# WRITTEN PROBLEM:
Copy word for word the part of the blog posts below that opens with the words containing "Friday, 31 March" and closes with "were better. :)".

# PROVIDED TEXT:
────

Friday, 31 March 2006

Question for the day

If vegetarians eat vegetables, what do libertarians eat?

(: Just a hangover from making libertarian jokes with some of the Cartel the other day. And I have to admit theirs were better. :)

Wednesday, 29 March 2006

Yup

An excerpt from the prologue to Amartya Sen’s Identity and Violence: The Illusion of Destiny
Civilisational or religious partitioning of the world population yields a ‘solitarist’ approach to human identity, which sees human beings as members of exactly one group…This can be a good way of misunderstanding nearly everyone in the world. In our normal lives, we see ourselves as members of a variety of groups – we belong to all of them. The same person can be, without any contradiction: an American citizen, of Caribbean origin, with African ancestry, a Christian, a liberal, a woman, a vegetarian, a long-distance runner, a historian, a schoolteacher, a novelist, a feminist, a heterosexual, a believer in gay and lesbian rights, a theatre lover, an environmental activist, a tennis fan, a jazz musician, and someone who is deeply committed to the view that there are intelligent beings in outer space with whom it is extremely urgent to talk (preferably in English). Each of these collectivities, to all of which this person simultaneously belongs, gives her a particular identity. None of them can be taken to be the person’s only identity or singular membership category.
[Ripped off from Jai's excellent review (with more extracts), which you can read here.]

Monday, 27 March 2006

We're mature, we are


It is quite unlike us to forget to gloat, so we can't imagine how we forgot to mention that we found this on sale on the last evening of the Kala Ghoda Arts Festival, with a nice, chunky discount too. Heavy as sin, not the kind of book you can curl up in bed with (the weight on your chest would asphyxiate all but the Indian Steroids Weightlifting Team), so sadly, not one we are physically capable of reading at the moment, but at least we can – metaphorically – caper around saying "Nyaa nyanya nyaaa nyaa."

────

# Stored records:
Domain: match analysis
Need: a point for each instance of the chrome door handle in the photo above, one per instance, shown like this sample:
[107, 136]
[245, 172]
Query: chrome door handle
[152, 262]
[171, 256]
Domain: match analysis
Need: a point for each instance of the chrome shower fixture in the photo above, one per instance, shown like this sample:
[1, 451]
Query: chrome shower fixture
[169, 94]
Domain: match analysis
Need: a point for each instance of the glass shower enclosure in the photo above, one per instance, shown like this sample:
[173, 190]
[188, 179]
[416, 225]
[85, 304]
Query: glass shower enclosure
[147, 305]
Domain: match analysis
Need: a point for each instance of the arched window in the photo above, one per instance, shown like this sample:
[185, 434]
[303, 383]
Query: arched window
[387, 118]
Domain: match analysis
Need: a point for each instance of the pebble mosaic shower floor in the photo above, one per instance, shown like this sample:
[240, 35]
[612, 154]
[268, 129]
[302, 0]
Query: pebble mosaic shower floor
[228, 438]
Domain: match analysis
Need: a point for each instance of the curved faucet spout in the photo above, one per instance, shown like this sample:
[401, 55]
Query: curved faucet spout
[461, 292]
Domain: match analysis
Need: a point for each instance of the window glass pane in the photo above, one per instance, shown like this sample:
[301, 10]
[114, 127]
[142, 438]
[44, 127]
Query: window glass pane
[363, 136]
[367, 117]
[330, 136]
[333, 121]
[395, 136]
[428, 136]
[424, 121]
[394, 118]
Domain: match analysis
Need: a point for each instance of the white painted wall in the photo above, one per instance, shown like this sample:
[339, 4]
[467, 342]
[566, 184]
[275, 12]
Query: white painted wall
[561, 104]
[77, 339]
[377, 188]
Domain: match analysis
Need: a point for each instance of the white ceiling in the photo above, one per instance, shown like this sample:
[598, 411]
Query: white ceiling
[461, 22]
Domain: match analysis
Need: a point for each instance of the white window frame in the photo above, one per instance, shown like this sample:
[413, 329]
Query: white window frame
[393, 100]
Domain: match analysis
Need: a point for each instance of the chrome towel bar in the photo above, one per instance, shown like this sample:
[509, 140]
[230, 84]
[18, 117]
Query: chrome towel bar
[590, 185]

────

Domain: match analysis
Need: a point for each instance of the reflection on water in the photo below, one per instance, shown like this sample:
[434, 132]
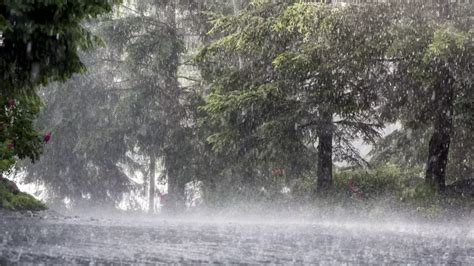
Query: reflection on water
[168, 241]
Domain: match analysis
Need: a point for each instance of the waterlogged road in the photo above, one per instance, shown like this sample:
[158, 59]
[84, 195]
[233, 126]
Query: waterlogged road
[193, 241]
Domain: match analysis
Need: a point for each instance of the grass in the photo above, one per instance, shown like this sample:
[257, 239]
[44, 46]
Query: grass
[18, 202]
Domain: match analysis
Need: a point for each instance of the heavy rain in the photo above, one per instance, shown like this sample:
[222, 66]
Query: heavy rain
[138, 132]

────

# SOLUTION TO THE EXERCISE:
Friday, 31 March 2006

Question for the day

If vegetarians eat vegetables, what do libertarians eat?

(: Just a hangover from making libertarian jokes with some of the Cartel the other day. And I have to admit theirs were better. :)